● Extracted records:
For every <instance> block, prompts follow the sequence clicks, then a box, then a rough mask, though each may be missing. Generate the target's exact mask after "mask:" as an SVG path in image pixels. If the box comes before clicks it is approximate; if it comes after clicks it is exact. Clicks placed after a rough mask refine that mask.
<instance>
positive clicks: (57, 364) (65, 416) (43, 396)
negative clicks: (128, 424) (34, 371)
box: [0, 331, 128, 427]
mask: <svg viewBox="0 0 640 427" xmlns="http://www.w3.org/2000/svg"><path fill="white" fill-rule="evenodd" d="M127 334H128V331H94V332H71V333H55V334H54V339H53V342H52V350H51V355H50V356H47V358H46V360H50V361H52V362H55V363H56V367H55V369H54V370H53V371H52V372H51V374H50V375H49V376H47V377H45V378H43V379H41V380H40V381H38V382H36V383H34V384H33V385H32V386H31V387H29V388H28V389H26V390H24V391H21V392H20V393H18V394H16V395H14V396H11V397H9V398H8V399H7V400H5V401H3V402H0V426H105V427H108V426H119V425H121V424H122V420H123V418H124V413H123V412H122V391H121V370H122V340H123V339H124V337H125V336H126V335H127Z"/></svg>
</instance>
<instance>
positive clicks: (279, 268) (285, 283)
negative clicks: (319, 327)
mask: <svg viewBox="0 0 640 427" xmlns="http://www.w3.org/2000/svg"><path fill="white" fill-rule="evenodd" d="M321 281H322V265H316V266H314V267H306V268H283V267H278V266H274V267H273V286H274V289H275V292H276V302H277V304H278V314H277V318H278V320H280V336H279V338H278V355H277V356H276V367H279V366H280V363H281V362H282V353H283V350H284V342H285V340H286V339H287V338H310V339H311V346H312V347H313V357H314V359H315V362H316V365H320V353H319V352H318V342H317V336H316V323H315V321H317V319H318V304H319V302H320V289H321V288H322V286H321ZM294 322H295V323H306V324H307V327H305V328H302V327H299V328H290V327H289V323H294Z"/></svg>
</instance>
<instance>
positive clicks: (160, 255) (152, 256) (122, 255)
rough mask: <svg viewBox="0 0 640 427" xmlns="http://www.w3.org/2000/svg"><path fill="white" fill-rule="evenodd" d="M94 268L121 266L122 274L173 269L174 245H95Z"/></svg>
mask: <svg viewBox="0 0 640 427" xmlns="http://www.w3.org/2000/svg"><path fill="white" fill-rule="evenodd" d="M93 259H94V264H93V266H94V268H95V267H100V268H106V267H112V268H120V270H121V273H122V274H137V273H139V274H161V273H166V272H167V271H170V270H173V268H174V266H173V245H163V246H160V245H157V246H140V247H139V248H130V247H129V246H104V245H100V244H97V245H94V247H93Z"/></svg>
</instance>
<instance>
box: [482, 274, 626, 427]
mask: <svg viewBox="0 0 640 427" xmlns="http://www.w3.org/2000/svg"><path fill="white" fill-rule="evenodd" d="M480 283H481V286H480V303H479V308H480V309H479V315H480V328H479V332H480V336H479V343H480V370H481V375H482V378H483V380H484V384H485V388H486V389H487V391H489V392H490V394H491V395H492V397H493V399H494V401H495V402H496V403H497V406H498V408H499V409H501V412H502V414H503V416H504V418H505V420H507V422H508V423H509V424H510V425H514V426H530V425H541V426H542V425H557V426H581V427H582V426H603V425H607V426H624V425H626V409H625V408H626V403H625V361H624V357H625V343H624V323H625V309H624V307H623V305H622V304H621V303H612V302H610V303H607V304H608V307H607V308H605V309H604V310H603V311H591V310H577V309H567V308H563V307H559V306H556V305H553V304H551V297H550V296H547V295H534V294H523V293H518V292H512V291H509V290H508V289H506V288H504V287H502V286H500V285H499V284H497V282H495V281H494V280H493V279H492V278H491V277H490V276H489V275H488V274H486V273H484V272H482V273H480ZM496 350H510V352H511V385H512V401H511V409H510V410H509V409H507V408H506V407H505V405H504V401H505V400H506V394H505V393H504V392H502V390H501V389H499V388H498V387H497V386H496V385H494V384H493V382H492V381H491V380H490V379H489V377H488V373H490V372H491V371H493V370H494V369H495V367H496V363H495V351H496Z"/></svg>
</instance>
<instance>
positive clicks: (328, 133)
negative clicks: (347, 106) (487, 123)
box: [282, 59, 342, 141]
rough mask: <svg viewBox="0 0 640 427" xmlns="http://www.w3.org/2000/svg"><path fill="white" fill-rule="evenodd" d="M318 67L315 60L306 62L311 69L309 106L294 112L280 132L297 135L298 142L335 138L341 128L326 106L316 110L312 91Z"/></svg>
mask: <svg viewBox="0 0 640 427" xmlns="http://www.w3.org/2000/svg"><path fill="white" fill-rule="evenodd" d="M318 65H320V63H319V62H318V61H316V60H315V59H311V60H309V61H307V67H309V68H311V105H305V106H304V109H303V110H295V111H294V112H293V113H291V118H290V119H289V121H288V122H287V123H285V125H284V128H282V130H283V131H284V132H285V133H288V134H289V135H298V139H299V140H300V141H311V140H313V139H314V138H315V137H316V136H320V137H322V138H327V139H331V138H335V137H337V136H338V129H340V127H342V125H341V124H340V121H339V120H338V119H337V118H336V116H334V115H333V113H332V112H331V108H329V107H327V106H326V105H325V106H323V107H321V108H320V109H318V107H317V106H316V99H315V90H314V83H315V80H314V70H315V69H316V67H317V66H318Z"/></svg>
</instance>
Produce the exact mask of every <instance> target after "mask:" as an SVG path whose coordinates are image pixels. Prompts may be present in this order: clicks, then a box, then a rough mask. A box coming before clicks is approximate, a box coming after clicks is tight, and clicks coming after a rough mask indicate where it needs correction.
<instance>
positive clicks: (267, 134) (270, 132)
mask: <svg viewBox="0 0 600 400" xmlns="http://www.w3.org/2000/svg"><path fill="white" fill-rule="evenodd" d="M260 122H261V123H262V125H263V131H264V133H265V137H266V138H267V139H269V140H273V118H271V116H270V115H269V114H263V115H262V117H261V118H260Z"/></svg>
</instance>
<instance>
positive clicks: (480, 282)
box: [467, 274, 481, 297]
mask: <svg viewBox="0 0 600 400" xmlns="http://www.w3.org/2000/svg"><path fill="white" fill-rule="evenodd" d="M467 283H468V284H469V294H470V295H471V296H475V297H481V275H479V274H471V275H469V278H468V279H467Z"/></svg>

● To-do item:
When you write out the listing, keep every line exactly as it is above.

● Task result:
For every <instance> block, prompts follow the sequence clicks, then a box, then a rough mask, though each may be missing. Generate the target's exact mask after "mask:" as an SVG path in image pixels. If the box comes before clicks it is approximate; if it comes after clicks it is exact. Clicks placed after a rough mask refine that mask.
<instance>
positive clicks: (57, 364) (65, 416) (43, 396)
negative clicks: (128, 424) (34, 371)
box: [0, 331, 128, 427]
mask: <svg viewBox="0 0 640 427" xmlns="http://www.w3.org/2000/svg"><path fill="white" fill-rule="evenodd" d="M127 334H128V331H94V332H71V333H55V334H54V339H53V342H52V350H51V355H50V356H47V358H46V360H50V361H52V362H55V363H56V367H55V369H54V370H53V371H52V372H51V374H50V375H49V376H47V377H45V378H43V379H41V380H40V381H38V382H36V383H34V384H33V385H32V386H31V387H29V388H28V389H26V390H24V391H21V392H20V393H18V394H16V395H14V396H11V397H9V398H8V399H7V400H5V401H3V402H0V426H105V427H108V426H119V425H121V424H122V420H123V418H124V413H123V412H122V391H121V370H122V340H123V339H124V337H125V336H126V335H127Z"/></svg>
</instance>
<instance>
positive clicks: (279, 268) (285, 283)
negative clicks: (319, 327)
mask: <svg viewBox="0 0 640 427" xmlns="http://www.w3.org/2000/svg"><path fill="white" fill-rule="evenodd" d="M321 281H322V265H316V266H314V267H306V268H283V267H278V266H274V267H273V286H274V289H275V292H276V302H277V304H278V314H277V318H278V320H280V336H279V338H278V355H277V356H276V367H279V366H280V363H281V362H282V353H283V350H284V342H285V340H286V339H287V338H310V339H311V346H312V347H313V357H314V359H315V362H316V365H320V353H319V352H318V342H317V336H316V323H315V321H317V319H318V304H319V302H320V289H321V288H322V286H321ZM294 322H295V323H306V324H307V327H305V328H302V327H299V328H290V327H289V323H294Z"/></svg>
</instance>
<instance>
positive clicks: (160, 255) (152, 256) (122, 255)
rough mask: <svg viewBox="0 0 640 427" xmlns="http://www.w3.org/2000/svg"><path fill="white" fill-rule="evenodd" d="M94 268L121 266L122 274L173 269L174 245H95Z"/></svg>
mask: <svg viewBox="0 0 640 427" xmlns="http://www.w3.org/2000/svg"><path fill="white" fill-rule="evenodd" d="M93 259H94V264H93V266H94V268H95V267H100V268H106V267H112V268H120V270H121V273H122V274H137V273H139V274H161V273H166V272H167V271H170V270H173V268H174V266H173V245H163V246H160V245H157V246H140V247H139V248H130V247H129V246H104V245H100V244H97V245H94V247H93Z"/></svg>
</instance>
<instance>
box: [482, 274, 626, 427]
mask: <svg viewBox="0 0 640 427" xmlns="http://www.w3.org/2000/svg"><path fill="white" fill-rule="evenodd" d="M480 283H481V286H480V303H479V308H480V309H479V315H480V328H479V332H480V336H479V343H480V370H481V375H482V378H483V380H484V384H485V388H486V389H487V391H489V392H490V394H491V395H492V397H493V399H494V401H495V402H496V403H497V406H498V408H499V409H501V412H502V414H503V416H504V418H505V420H507V422H508V423H509V424H510V425H514V426H530V425H541V426H542V425H557V426H581V427H582V426H603V425H607V426H624V425H626V409H625V408H626V403H625V361H624V357H625V343H624V323H625V309H624V307H623V305H622V304H621V303H612V302H610V303H607V304H608V307H607V308H605V309H604V310H603V311H591V310H577V309H567V308H563V307H559V306H556V305H553V304H551V297H550V296H547V295H534V294H523V293H518V292H512V291H509V290H508V289H506V288H504V287H502V286H500V285H499V284H497V282H495V281H494V280H493V279H492V278H491V277H490V276H489V275H488V274H486V273H484V272H482V273H480ZM496 350H510V352H511V385H512V401H511V409H510V410H509V409H507V408H506V407H505V405H504V401H505V400H506V394H505V393H504V392H502V390H501V389H499V388H498V387H497V386H496V385H494V384H493V382H492V381H491V380H490V379H489V377H488V373H490V372H491V371H493V370H494V369H495V367H496V363H495V351H496Z"/></svg>
</instance>
<instance>
positive clicks: (328, 133)
negative clicks: (347, 106) (487, 123)
box: [282, 59, 342, 141]
rough mask: <svg viewBox="0 0 640 427" xmlns="http://www.w3.org/2000/svg"><path fill="white" fill-rule="evenodd" d="M318 67L315 60L306 62L311 69L309 106L294 112L280 132L297 135L298 142L335 138L341 128L326 106L316 110L312 91Z"/></svg>
mask: <svg viewBox="0 0 640 427" xmlns="http://www.w3.org/2000/svg"><path fill="white" fill-rule="evenodd" d="M318 65H320V63H319V62H318V61H316V60H315V59H311V60H309V61H307V67H309V68H311V105H305V106H304V109H303V110H295V111H294V112H293V113H291V118H290V119H289V121H288V122H287V123H285V125H284V128H282V130H283V131H284V132H285V133H288V134H289V135H298V139H299V140H300V141H311V140H313V139H314V138H315V137H316V136H320V137H322V138H327V139H331V138H335V137H337V136H338V129H340V127H342V125H341V124H340V121H339V120H338V119H337V118H336V116H334V115H333V113H332V112H331V108H329V107H327V106H326V105H325V106H323V107H321V108H320V109H318V107H317V106H316V99H315V90H314V83H315V80H314V70H315V69H316V67H317V66H318Z"/></svg>
</instance>
Produce the exact mask of every <instance> target after "mask:" as an SVG path whose coordinates are image pixels. Prompts may be present in this order: clicks, then a box, then a rough mask. A box coming before clicks is approximate, a box coming after clicks is tight, and clicks coming after a rough mask indicate where it needs correction.
<instance>
positive clicks: (267, 134) (270, 132)
mask: <svg viewBox="0 0 600 400" xmlns="http://www.w3.org/2000/svg"><path fill="white" fill-rule="evenodd" d="M260 122H261V123H262V125H263V131H264V133H265V137H266V138H267V139H269V140H273V118H271V116H270V115H269V114H263V115H262V117H261V118H260Z"/></svg>
</instance>
<instance>
positive clicks: (480, 282)
box: [467, 274, 481, 297]
mask: <svg viewBox="0 0 600 400" xmlns="http://www.w3.org/2000/svg"><path fill="white" fill-rule="evenodd" d="M467 283H468V284H469V294H470V295H471V296H475V297H481V275H479V274H471V275H469V278H468V279H467Z"/></svg>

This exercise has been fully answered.